### Stated problem
Format the records below as a numbered list with one line per item, skipping blank lines and omitting the pictures.

### Extracted records
— begin —
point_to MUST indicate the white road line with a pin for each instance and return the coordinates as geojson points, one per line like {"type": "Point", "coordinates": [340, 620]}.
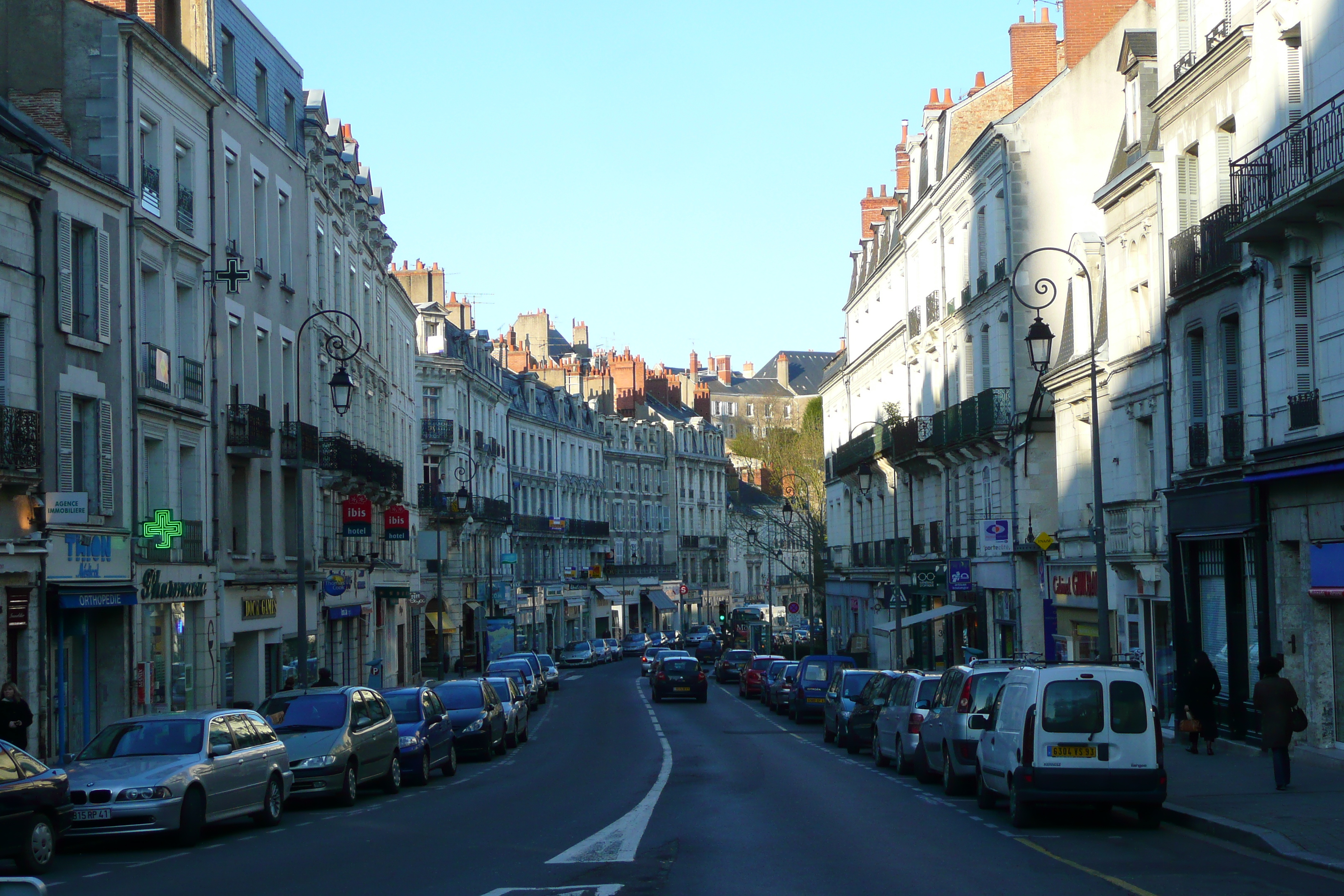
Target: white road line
{"type": "Point", "coordinates": [619, 841]}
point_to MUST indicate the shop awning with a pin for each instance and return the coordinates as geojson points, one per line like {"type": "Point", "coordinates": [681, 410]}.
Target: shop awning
{"type": "Point", "coordinates": [662, 601]}
{"type": "Point", "coordinates": [937, 613]}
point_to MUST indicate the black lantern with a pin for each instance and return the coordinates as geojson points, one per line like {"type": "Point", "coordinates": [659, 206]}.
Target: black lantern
{"type": "Point", "coordinates": [342, 389]}
{"type": "Point", "coordinates": [1039, 339]}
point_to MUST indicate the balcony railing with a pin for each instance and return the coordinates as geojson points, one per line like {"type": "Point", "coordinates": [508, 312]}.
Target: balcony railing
— end —
### Output
1. point_to MUST indicate the white road line with a pin for each instance and return the coordinates as geojson points, one per line like {"type": "Point", "coordinates": [340, 620]}.
2. Target: white road line
3. {"type": "Point", "coordinates": [619, 841]}
4. point_to MUST indicate the shop awning with a pin for each instance and return the coordinates as geojson points, one per line like {"type": "Point", "coordinates": [681, 410]}.
5. Target: shop awning
6. {"type": "Point", "coordinates": [662, 601]}
7. {"type": "Point", "coordinates": [937, 613]}
8. point_to MUST indicate the black lantern with a pin for each instance and return the coordinates as geojson points, one per line like {"type": "Point", "coordinates": [659, 206]}.
9. Target: black lantern
10. {"type": "Point", "coordinates": [342, 389]}
11. {"type": "Point", "coordinates": [1039, 339]}
12. point_to MUST indicate the balcony railing with a pin for each instance and return the coordinates as geojson points, one per line like {"type": "Point", "coordinates": [508, 312]}.
13. Target: balcony railing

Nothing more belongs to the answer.